Write out each line that follows exactly as it stands, without the pictures.
:: Data for this exercise
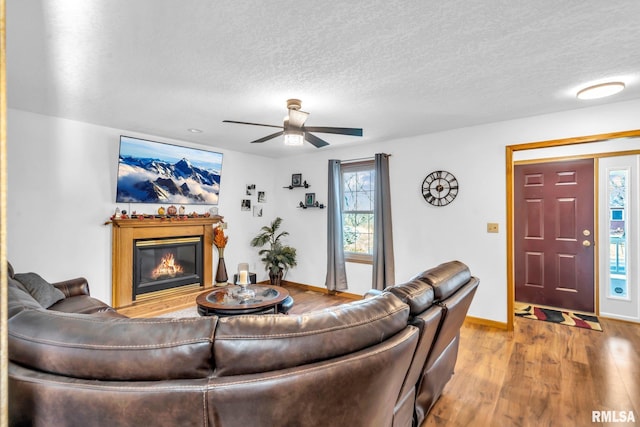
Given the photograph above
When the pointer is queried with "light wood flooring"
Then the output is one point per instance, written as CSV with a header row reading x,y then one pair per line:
x,y
541,374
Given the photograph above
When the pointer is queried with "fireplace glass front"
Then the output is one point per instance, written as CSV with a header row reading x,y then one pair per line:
x,y
161,264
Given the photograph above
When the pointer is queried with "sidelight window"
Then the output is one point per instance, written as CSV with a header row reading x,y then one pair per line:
x,y
618,233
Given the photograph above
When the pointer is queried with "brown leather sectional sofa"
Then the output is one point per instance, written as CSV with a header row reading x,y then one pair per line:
x,y
381,361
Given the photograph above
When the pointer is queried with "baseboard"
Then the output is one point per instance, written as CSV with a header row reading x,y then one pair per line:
x,y
486,322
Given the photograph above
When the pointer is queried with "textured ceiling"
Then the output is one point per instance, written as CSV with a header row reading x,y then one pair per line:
x,y
394,68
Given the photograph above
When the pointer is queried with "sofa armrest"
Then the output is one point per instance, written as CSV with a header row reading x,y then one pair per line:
x,y
73,287
372,293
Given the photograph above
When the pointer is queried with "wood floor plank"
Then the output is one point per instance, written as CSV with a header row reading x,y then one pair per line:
x,y
541,374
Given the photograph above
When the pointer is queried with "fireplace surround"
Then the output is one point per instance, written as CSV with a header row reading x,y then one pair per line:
x,y
127,232
168,263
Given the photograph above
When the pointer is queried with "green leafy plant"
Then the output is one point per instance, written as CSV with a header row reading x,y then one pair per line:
x,y
278,258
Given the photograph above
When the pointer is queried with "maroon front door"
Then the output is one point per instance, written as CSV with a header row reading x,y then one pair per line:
x,y
554,235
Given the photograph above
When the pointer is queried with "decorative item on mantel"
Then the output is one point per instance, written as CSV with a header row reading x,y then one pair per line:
x,y
220,242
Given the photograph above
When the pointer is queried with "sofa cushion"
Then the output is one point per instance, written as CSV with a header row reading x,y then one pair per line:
x,y
41,290
446,278
99,348
416,293
19,299
253,343
83,304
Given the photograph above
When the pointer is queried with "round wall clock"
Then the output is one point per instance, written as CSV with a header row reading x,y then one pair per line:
x,y
439,188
::::
» **Result**:
Given the photograph above
When the pointer is queried with "light wood flooring"
Then the output is one point per instance, written as CSV with a header row reading x,y then one pair per line:
x,y
541,374
Given the photograph above
When the pointer is queried with "fireplace glass front"
Then the output is one point per instance, written as CSV with a header row reading x,y then one pair per line:
x,y
161,264
Given the photograph above
When the pointer is queried with "sidelight window"
Then the output is one point per instance, written as CSV with a header row reading x,y then one pair per line:
x,y
618,233
Given the photograph above
When the pointer is queried with "brown leather sectional sofa"
Then the output is one point per instance, written as CSV with a header row reading x,y then one pair per line:
x,y
381,361
Given the photograph above
When the pointer is queried with "baseboard"
Then the output is one point per instance, written as CSV with a header row reading x,y then one pair per line:
x,y
486,322
Given the photograph above
When the pointer is queried with "textured ceiling"
Then the output is one point per instance, written as CSV with a header row reading x,y then one pair per line:
x,y
394,68
Given the photograph above
When the pointer is queried with "sofa armrest"
Then the output is one point per instance, written as CSV with a header row reading x,y then one pair per line:
x,y
73,287
372,293
Given the photograph above
When the pointer is queried with "wood floor plank"
Then the output is one point per instance, written as CSV with a header row reading x,y then one pair per line:
x,y
541,374
Given the photograph above
When the pointer is queried with "fireplace surround"
Then the output is one point per instance, written as CSV with a header row reading x,y then one pair per line:
x,y
127,232
168,263
Given the photograph above
When the pointer is queried with "green leafy plant"
Then the output is one point per instance, written as CSV with a header row reading x,y then one pair per line:
x,y
278,258
Given the photograph above
When the pointer is queried with "maroon front door"
Then the output is one point per instance, written as CSV with a header row reading x,y then one pair per line:
x,y
554,235
Given the photograph above
When the pointer is queried with "decorative item on mantel"
Then the output is one point per instance, written as CSV with a header row reading x,y then one pair per line:
x,y
220,242
Given the photograph above
When the pointer is queried with "sofa cushion"
Then the output is one point per instance, written as CSV with a header row reading x,y then one pair per line:
x,y
41,290
446,278
99,348
416,293
19,299
253,343
83,304
Given the photograph above
When the pointer is queried with "round wall clock"
Then the output is one point per instance, written as CSV with a header row reading x,y then one pair per line:
x,y
439,188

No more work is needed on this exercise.